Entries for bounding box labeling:

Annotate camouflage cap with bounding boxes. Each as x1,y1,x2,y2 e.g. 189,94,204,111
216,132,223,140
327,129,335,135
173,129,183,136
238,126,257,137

**EXERCISE TASK**. Please edit the records by swapping "camouflage cap" for "baseball cap" and leave every other part as it stands.

**SOLUTION TO THIS PROBLEM**.
Annotate baseball cap with bounding boxes. Each as x1,y1,x2,y2 e.g. 189,94,204,111
216,132,223,140
327,129,335,135
173,129,183,136
238,126,257,137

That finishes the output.